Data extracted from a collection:
══════

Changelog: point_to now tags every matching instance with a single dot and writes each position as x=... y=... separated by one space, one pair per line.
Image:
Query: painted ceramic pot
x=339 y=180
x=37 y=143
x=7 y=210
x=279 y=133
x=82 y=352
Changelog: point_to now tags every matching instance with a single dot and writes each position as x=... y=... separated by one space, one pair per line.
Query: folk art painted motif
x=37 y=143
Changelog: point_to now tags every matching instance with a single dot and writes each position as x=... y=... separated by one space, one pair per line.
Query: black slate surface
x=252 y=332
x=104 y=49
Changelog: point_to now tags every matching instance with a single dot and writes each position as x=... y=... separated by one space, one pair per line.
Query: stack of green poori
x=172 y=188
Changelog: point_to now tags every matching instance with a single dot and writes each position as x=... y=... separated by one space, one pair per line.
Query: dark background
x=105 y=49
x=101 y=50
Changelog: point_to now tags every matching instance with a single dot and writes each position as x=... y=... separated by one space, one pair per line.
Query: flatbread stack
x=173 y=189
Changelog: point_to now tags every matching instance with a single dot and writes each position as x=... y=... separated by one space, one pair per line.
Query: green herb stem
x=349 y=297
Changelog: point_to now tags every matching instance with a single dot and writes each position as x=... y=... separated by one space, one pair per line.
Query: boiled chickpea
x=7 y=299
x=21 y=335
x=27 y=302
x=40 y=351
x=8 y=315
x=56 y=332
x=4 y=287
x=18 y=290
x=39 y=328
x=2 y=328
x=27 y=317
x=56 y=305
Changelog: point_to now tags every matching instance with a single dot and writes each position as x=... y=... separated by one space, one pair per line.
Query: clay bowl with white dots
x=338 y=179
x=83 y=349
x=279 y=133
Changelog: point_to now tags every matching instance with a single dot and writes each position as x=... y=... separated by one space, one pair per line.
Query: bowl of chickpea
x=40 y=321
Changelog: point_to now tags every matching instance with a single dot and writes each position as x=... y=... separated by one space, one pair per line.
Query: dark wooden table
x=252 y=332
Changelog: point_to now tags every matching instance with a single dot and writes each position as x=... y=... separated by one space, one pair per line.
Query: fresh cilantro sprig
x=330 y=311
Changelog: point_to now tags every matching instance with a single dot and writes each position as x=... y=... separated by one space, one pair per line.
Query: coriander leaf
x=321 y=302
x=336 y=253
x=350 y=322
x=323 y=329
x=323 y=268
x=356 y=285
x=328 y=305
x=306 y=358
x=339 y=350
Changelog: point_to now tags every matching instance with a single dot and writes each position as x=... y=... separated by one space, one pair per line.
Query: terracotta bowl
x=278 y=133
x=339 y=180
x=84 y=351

══════

What you should do:
The data must be transcribed in full. Every word stays the same.

Reply:
Changelog: point_to now tags every matching instance with a single dot and writes each position as x=... y=... separated by one space, one pair per line.
Image:
Query: painted ceramic pot
x=339 y=180
x=37 y=143
x=7 y=210
x=279 y=133
x=82 y=352
Changelog: point_to now tags every matching instance with a single dot and writes each position as x=... y=... separated by one space, one pair per line.
Query: folk art painted motif
x=37 y=143
Changelog: point_to now tags every matching instance with a single dot and writes each position as x=... y=... separated by one space, one pair per line.
Query: black slate surface
x=252 y=332
x=104 y=49
Changelog: point_to now tags every matching instance with a single dot and writes each position as x=... y=... separated by one space, one pair per line.
Query: stack of green poori
x=172 y=188
Changelog: point_to now tags every matching instance with a single dot and writes each position as x=... y=... separated by one space, one pair per line.
Query: dark background
x=105 y=49
x=101 y=50
Changelog: point_to now tags every matching instance with a single dot and writes each position as x=... y=... separated by one space, one pair per line.
Query: flatbread stack
x=173 y=189
Changelog: point_to now tags every matching instance with a single dot and writes each position as x=... y=... separated by one space, one pair per line.
Query: green herb stem
x=349 y=297
Changelog: point_to now tags every matching instance with a single dot and writes each position as x=... y=... separated by one space, one pair per line.
Query: boiled chickpea
x=7 y=299
x=21 y=335
x=27 y=302
x=40 y=351
x=8 y=315
x=56 y=332
x=4 y=287
x=18 y=290
x=39 y=328
x=2 y=328
x=27 y=317
x=56 y=305
Changelog: point_to now tags every matching instance with a single dot and writes each position as x=... y=... separated by one space, one pair per line.
Query: clay bowl with white dots
x=338 y=179
x=83 y=349
x=279 y=133
Changelog: point_to now tags every matching instance with a single dot and writes each position as x=... y=... separated by one space, one pair per line.
Query: bowl of chickpea
x=40 y=321
Changelog: point_to now tags every matching instance with a single dot and writes each position as x=... y=... separated by one space, one pair per line.
Query: dark wooden table
x=252 y=332
Changelog: point_to now tags every matching instance with a single dot and writes each position as x=... y=... separated by one space, one pair per line.
Query: fresh cilantro sprig
x=330 y=311
Changelog: point_to now tags every matching instance with a single dot and writes each position as x=... y=... separated by one space, one pair per line.
Query: coriander leaf
x=321 y=302
x=336 y=253
x=350 y=322
x=323 y=329
x=323 y=268
x=356 y=285
x=328 y=305
x=306 y=358
x=339 y=350
Changelog: point_to now tags every matching instance with a single dot and writes each position as x=... y=... separated by one space, one pair per line.
Query: terracotta bowl
x=278 y=133
x=339 y=180
x=84 y=351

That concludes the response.